◆ **DIRECTIONS FOR THIS TASK**
Locate the string "wooden" in the records below. Copy every line where it occurs.

◇ ◇ ◇ ◇ ◇

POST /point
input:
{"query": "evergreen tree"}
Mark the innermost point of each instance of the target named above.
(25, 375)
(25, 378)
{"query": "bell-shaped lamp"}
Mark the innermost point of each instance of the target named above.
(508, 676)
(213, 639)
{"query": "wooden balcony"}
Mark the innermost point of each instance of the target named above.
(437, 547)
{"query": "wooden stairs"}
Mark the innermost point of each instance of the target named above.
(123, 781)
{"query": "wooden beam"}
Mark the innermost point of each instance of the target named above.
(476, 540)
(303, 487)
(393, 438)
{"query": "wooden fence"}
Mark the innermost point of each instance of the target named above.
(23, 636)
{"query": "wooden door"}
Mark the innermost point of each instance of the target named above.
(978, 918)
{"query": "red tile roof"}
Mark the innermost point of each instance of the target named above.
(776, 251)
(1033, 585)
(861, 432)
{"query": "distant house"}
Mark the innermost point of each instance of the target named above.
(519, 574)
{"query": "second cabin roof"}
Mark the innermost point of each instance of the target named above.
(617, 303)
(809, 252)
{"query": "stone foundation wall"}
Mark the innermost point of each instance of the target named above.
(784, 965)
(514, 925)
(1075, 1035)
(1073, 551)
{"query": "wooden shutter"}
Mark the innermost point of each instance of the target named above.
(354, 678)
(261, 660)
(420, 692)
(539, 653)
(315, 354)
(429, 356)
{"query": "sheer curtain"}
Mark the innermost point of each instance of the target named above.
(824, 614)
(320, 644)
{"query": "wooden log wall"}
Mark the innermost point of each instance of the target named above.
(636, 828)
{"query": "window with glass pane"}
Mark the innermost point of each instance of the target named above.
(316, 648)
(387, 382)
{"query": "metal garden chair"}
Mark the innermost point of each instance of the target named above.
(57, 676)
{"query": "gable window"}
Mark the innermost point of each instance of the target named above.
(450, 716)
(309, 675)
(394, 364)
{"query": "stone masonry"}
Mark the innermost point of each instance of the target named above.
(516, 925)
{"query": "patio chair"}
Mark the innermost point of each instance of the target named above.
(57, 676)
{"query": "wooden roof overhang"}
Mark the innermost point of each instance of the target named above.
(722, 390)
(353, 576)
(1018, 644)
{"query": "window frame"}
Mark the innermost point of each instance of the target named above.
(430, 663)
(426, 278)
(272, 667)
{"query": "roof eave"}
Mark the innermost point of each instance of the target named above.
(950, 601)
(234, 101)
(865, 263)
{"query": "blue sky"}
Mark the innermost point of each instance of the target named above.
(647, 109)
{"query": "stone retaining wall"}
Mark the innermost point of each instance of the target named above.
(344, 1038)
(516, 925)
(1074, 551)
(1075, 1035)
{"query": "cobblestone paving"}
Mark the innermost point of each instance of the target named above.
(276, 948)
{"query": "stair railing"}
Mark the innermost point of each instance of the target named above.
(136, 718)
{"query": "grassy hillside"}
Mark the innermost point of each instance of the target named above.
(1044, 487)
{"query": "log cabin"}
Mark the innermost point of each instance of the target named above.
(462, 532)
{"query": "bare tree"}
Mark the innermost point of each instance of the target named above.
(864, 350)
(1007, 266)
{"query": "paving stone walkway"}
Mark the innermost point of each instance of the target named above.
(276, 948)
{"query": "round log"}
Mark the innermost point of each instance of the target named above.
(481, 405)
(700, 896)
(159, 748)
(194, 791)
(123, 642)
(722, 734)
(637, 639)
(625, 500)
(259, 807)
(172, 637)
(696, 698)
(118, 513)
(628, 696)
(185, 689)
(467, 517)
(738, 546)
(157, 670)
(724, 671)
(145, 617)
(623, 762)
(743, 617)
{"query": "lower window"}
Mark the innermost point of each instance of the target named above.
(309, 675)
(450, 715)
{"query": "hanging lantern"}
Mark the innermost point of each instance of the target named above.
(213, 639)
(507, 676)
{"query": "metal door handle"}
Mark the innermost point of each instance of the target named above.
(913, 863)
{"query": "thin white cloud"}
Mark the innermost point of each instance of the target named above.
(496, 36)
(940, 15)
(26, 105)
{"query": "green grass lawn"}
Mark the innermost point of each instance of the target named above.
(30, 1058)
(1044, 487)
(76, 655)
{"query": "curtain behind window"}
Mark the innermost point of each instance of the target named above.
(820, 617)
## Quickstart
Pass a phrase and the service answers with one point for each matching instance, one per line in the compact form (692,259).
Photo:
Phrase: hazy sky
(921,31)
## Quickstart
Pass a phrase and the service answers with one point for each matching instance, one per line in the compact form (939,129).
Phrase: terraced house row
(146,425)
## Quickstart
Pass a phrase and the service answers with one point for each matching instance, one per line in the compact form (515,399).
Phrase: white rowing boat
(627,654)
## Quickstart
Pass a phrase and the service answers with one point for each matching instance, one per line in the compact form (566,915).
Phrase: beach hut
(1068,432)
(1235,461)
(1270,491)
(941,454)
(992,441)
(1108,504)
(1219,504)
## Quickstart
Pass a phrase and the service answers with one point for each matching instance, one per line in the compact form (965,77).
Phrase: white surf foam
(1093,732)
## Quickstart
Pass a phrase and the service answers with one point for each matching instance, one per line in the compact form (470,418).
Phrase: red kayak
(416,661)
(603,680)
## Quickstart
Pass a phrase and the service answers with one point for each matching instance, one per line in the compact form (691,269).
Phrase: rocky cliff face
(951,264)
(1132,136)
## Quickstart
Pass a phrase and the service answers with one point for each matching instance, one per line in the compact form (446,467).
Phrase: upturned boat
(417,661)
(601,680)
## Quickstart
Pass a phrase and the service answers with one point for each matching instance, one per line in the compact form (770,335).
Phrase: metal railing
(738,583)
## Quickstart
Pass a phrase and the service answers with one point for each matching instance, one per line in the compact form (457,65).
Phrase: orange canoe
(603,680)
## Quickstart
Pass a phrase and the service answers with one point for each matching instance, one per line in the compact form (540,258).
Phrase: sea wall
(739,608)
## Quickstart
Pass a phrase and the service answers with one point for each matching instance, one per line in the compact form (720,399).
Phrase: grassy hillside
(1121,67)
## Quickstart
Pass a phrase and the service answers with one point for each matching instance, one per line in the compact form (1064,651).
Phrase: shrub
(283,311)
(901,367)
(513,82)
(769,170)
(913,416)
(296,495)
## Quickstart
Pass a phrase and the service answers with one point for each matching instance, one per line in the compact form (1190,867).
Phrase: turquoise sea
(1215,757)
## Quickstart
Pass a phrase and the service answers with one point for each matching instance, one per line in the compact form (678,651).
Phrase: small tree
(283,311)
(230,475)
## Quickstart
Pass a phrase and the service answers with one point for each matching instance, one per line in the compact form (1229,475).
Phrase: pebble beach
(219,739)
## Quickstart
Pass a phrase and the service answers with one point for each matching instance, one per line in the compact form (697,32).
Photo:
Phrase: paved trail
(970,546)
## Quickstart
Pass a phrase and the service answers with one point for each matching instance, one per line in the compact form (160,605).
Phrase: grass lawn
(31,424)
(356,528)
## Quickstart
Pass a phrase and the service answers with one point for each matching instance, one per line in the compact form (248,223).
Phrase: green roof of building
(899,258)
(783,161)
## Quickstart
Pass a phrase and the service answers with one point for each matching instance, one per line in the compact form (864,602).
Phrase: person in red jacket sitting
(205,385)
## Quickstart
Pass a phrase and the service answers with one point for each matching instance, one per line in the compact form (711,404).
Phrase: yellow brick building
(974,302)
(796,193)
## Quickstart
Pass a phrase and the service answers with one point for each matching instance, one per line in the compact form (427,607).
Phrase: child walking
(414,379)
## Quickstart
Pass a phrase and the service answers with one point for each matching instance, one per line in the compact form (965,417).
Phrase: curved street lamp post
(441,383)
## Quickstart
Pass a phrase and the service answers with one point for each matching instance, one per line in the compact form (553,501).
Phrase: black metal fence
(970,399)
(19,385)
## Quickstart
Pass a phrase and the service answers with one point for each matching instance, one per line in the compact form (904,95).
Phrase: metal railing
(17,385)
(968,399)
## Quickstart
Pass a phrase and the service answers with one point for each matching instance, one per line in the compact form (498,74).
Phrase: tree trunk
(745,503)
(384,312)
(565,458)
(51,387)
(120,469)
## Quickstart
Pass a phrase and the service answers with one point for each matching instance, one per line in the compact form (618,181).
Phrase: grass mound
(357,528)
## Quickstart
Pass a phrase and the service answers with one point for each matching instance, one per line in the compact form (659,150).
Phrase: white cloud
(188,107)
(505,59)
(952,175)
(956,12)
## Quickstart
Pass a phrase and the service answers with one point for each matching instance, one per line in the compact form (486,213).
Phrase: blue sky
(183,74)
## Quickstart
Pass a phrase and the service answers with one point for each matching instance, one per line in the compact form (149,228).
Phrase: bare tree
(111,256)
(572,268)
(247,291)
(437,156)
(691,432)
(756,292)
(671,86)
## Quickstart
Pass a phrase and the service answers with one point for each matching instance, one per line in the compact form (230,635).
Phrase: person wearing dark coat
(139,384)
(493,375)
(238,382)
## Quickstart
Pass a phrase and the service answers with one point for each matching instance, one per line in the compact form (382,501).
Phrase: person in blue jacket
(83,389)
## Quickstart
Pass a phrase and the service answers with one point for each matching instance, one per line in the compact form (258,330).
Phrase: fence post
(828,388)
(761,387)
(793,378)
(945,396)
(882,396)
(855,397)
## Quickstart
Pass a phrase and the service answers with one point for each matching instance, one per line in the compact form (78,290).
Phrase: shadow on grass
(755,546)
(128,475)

◇ ◇ ◇ ◇ ◇

◆ **RESPONSE TO THE EXERCISE**
{"query": "wooden balcony"}
{"query": "wooden stairs"}
{"query": "wooden beam"}
{"query": "wooden fence"}
{"query": "wooden door"}
{"query": "wooden shutter"}
{"query": "wooden log wall"}
{"query": "wooden roof overhang"}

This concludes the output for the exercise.